**Görev listesi**:
a: Koroplast ile ilgili alıntıya göre aşağıdaki ifadeler doğru mu? Her birini evet ya da hayır ile yanıtlayın ve kararı belirleyen sözleri alıntıdan aynen aktarın.
(i) 2021'de net ciro bir önceki yıla göre yüzde 46 büyüdü.
(ii) Şirket 20 ülkeye ihracat yapıyor.
(iii) Data havuzu 2002 yılından beri tutuluyor.
b: Koroplast ile ilgili alıntıya göre aşağıdaki soruları yanıtlayın.
(i) Kovid-19'un pik olduğu dönemde fabrikadaki hasta oranı hangi oranın üzerine çıkmadı?
(ii) İhracatın toplam satışlar içindeki payı yüzde kaçtır?
(iii) Korozo'nun depoları nerelerde bulunuyor?

Nasıl bir yılı geride bıraktınız? 2022’den beklentileriniz ve hedefleriniz neler?

2021 yılında bir önceki yıla göre yüzde 46 büyüyerek 407 milyon TL net ciro ile yılı kapattık. FAVÖK oranımız yüzde 25’lerde. 2022 ile 2021’in ilk altı ayına baktığımızda da yüzde 62 net ciro büyümesi ve yüzde 32 net karlılık büyümesi, 32.8 milyon TL’de net kar açıkladık. Her şey planladığımız gibi gidiyor.

Artan hammadde fiyatlarını nasıl karşılıyorsunuz?

Hammadde fiyatları artıyor ama Koroplast kategori lideri bir marka. O yüzden fiyat artışlarını tüketicisine yansıtmak zorunda. Çok doğru çalışan bir maliyet sistemimiz ve data havuzumuz var. 2002 yılından beri data havuzu tutuyoruz ve o yüzden fiyatlandırmaları çok doğru yapıyoruz.

Daha çok hijyen ürünlerine ihtiyaç duyulan Kovid-19 dönemini nasıl geçirdiniz?

Biz regülasyonları o kadar iyi takip ettik ki, Kovid-19’un pik olduğu dönemde bile fabrikada yüzde 5’in üzerinde hastamız olmadı. Üretim açısından bu süreci çok başarılı yönettik ve her zaman ürünleri dağıtabildik. Rekabet ortamı bir takım olumsuzluklar yaşarken biz lider olarak biraz daha örnek olduk. Kovid- 19 ile birlikte ev tüketimi arttı. Bizde bu talebi karşıladık ve iyi bir performans sergiledik. Sonrasında bu sürecin atlatılacağı dönemi de doğru tahmin ettik ve başarılı adımlar attık. Rakamsal olarak pandemi döneminde pik yaşamadık ancak diğer yılların 4-5 puan daha üzerinde geçirdik.

İhracat yaptığınız ülkeler ve rakamlardan bahseder misiniz?

Korozo’nun Belçika, Fransa, Almanya, Londra ve Rusya’da depoları var ve biz de bu imkanlara sahibiz. Avrupa ülkeleri başta olmak üzere 14 ülkeye ihracat yapıyoruz. Toplam satışlarımızın içinde ihracatın payı yüzde 13. Daha çok dominant bir markayız. Biz değerli olanın markayı ihraç etmek olduğunu düşünüyoruz. Ancak bir markayı ihraç edebilmek, pazarlama yatırımları ile mümkün. İhracatta da önemsediğimiz katma değerli ihracat. Komşu ülkelerden başlayarak önümüzdeki yıldan itibaren bunu yapacağız.

(Bir veri kümesinde listelenen öğeler)
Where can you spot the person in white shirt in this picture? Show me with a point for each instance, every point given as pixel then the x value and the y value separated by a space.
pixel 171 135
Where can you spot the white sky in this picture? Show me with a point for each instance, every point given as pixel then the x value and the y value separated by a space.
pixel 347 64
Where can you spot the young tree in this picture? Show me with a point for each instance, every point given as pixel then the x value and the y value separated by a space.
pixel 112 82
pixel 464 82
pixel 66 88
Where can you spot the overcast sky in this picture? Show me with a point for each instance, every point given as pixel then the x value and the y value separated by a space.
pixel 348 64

**Görevlere göre cevaplar**:
a:
(i) Evet: "2021 yılında bir önceki yıla göre yüzde 46 büyüyerek 407 milyon TL net ciro ile yılı kapattık."
(ii) Hayır: "Avrupa ülkeleri başta olmak üzere 14 ülkeye ihracat yapıyoruz."
(iii) Evet: "2002 yılından beri data havuzu tutuyoruz"

b:
(i) Yüzde 5.
(ii) Yüzde 13.
(iii) Belçika, Fransa, Almanya, Londra ve Rusya'da.